Recopiez en liste numérotée les lignes situées entre celle qui contient « Please provide the mask of every instance of the wooden » et celle qui contient « 95 228 L 105 », ces deux lignes comprises, sans les lignes vides.

Lignes à traiter.

/---

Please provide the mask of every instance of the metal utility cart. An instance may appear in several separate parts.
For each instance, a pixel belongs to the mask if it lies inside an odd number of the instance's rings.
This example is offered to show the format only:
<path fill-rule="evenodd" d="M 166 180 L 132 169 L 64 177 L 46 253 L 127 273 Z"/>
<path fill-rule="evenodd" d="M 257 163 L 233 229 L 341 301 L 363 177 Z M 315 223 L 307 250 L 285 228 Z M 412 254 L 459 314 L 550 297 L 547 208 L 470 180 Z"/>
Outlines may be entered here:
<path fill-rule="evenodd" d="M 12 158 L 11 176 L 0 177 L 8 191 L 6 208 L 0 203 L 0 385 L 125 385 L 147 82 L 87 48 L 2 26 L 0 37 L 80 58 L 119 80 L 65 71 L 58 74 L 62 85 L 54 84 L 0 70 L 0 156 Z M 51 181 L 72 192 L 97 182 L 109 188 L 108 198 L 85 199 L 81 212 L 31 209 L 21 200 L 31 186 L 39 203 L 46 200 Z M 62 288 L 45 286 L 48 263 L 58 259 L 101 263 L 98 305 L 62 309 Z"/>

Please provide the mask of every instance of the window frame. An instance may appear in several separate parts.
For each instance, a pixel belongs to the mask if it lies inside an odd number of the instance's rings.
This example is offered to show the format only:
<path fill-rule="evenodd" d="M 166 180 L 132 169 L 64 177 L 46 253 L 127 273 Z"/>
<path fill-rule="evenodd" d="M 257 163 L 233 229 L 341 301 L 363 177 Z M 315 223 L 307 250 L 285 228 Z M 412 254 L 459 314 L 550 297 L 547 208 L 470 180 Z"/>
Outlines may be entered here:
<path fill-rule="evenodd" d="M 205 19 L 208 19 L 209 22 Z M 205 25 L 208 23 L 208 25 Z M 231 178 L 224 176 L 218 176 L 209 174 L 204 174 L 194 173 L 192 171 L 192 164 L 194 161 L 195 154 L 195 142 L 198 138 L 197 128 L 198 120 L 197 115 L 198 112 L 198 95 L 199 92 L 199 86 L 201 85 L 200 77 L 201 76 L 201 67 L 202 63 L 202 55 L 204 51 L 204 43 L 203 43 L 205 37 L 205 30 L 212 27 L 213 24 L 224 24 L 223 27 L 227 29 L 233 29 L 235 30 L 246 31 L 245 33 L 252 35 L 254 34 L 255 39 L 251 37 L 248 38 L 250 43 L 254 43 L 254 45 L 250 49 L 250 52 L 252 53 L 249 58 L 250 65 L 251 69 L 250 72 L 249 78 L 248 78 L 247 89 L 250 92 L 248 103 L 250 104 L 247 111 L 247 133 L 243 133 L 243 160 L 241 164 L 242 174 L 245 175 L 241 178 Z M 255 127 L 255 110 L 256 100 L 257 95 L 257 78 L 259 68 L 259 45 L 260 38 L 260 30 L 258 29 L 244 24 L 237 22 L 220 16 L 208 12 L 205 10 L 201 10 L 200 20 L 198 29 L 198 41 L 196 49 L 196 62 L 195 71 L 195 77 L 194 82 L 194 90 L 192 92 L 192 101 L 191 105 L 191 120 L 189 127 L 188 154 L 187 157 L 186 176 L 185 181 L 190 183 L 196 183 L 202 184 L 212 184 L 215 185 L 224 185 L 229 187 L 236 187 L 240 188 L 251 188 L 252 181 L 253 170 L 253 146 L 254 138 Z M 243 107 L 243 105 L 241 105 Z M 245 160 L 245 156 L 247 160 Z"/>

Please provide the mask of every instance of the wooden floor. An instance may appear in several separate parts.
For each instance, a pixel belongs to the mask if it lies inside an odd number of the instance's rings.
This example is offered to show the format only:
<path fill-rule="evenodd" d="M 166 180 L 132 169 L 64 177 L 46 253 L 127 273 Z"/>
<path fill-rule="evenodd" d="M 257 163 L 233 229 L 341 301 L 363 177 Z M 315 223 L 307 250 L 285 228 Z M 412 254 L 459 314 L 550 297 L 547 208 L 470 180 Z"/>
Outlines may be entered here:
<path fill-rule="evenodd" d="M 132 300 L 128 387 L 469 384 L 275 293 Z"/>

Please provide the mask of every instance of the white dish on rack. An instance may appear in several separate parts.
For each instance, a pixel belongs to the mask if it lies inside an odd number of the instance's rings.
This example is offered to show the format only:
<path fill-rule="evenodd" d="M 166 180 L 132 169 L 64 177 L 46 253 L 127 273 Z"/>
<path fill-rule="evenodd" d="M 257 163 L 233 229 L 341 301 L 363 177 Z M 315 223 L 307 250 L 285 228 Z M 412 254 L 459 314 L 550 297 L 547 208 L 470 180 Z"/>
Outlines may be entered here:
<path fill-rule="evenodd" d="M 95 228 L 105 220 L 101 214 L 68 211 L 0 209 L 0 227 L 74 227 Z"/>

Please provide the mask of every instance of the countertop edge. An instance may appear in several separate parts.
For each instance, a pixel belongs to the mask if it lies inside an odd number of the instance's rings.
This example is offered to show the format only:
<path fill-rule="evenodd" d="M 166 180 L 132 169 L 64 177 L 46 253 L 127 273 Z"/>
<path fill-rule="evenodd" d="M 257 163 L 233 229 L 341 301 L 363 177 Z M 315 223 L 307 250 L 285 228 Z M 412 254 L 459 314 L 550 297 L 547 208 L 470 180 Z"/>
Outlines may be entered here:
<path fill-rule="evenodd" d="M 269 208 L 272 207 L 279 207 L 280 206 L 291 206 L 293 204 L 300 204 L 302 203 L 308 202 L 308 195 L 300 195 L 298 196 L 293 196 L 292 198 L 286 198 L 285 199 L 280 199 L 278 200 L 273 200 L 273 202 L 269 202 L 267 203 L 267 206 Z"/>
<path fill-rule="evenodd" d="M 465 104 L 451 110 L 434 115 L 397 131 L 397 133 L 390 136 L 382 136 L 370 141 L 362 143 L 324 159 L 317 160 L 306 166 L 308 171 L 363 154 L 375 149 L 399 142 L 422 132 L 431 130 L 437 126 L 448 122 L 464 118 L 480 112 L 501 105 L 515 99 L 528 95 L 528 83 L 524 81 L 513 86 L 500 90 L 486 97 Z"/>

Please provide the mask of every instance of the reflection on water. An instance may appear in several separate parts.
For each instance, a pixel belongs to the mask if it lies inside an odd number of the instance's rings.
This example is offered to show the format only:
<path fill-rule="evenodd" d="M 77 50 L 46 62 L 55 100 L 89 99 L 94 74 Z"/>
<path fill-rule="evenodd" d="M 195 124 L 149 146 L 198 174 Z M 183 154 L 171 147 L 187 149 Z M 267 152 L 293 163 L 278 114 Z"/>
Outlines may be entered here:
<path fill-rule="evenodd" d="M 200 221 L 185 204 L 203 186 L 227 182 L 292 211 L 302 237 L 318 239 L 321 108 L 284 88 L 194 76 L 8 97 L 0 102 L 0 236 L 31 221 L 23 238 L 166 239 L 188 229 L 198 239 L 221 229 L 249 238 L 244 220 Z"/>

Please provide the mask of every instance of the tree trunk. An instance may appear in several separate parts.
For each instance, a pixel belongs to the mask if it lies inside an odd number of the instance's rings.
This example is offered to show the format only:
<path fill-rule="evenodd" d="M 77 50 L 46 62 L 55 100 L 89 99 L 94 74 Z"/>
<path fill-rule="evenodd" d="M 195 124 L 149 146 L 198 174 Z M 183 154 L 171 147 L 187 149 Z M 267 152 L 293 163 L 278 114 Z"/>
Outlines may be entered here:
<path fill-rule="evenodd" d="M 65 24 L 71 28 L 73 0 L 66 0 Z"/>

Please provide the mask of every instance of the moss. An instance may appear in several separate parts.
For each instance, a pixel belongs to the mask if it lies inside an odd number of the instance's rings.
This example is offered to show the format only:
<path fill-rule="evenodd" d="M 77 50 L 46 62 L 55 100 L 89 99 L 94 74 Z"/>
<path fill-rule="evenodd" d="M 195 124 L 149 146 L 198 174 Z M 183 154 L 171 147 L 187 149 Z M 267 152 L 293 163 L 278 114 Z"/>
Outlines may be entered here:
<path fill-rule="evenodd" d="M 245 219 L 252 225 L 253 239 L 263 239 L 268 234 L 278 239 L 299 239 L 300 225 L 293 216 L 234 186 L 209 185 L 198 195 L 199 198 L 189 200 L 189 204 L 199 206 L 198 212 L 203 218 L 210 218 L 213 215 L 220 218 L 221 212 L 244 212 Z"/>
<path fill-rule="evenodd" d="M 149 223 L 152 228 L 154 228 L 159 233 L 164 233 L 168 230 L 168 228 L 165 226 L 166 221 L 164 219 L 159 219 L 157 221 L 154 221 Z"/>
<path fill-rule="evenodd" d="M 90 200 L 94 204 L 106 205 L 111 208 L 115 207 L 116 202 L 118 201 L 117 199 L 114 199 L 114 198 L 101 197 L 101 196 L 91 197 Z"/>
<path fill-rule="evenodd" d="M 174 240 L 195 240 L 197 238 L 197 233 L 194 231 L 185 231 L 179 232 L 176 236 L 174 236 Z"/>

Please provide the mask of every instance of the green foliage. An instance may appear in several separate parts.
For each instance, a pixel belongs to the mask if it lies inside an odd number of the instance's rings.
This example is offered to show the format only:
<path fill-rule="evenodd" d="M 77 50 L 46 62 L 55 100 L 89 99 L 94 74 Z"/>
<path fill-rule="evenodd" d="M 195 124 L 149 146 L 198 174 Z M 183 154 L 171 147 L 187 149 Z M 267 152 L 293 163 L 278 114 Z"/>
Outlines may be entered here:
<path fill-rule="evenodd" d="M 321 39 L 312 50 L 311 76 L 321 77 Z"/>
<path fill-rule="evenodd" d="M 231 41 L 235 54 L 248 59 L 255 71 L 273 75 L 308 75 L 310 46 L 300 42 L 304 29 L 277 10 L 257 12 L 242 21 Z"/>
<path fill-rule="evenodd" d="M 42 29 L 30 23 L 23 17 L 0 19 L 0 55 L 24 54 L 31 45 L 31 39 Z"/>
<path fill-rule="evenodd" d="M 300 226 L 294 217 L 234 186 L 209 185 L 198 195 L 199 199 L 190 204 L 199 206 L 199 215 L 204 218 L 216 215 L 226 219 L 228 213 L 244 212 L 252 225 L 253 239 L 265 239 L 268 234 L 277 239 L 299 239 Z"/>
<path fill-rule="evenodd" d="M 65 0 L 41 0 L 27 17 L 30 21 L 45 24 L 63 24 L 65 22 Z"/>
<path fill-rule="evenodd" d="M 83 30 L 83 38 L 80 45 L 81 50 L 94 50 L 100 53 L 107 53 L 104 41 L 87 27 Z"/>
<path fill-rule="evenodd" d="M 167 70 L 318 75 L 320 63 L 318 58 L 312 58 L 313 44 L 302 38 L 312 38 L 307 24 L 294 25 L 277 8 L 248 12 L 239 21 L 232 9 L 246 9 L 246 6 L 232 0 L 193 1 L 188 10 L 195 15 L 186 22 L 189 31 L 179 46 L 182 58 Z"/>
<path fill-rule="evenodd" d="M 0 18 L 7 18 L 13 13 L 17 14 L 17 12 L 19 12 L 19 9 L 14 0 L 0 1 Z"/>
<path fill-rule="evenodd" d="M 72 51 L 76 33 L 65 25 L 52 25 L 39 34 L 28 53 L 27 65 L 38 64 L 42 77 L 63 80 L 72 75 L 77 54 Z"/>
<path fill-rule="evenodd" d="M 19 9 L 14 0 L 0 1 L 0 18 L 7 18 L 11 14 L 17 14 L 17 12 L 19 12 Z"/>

\---

Réponse.
1. Please provide the mask of every instance of the wooden floor. An instance may appear in several separate parts.
2. For each instance, a pixel belongs to the mask if it lies inside an odd number of the instance's rings.
3. This example is offered to show the format only:
4. <path fill-rule="evenodd" d="M 166 180 L 132 169 L 64 177 L 46 253 L 127 273 Z"/>
5. <path fill-rule="evenodd" d="M 257 163 L 233 229 L 341 301 L 363 177 Z M 315 223 L 307 250 L 285 228 Z M 412 254 L 459 314 L 550 297 L 547 208 L 470 180 Z"/>
6. Outlines may be entered here:
7. <path fill-rule="evenodd" d="M 132 300 L 128 387 L 469 384 L 275 293 Z"/>
8. Please provide the mask of every instance of the white dish on rack. An instance may appear in several separate parts.
9. For each instance, a pixel belongs to the mask if it lies inside an odd number of the instance's rings.
10. This example is offered to show the format only:
11. <path fill-rule="evenodd" d="M 166 180 L 132 169 L 64 177 L 46 253 L 127 273 Z"/>
12. <path fill-rule="evenodd" d="M 257 163 L 233 229 L 341 301 L 363 177 Z M 315 223 L 307 250 L 285 228 Z M 412 254 L 459 314 L 550 297 L 547 208 L 470 180 Z"/>
13. Outlines may be entered here:
14. <path fill-rule="evenodd" d="M 95 228 L 105 220 L 101 214 L 68 211 L 0 209 L 0 227 L 74 227 Z"/>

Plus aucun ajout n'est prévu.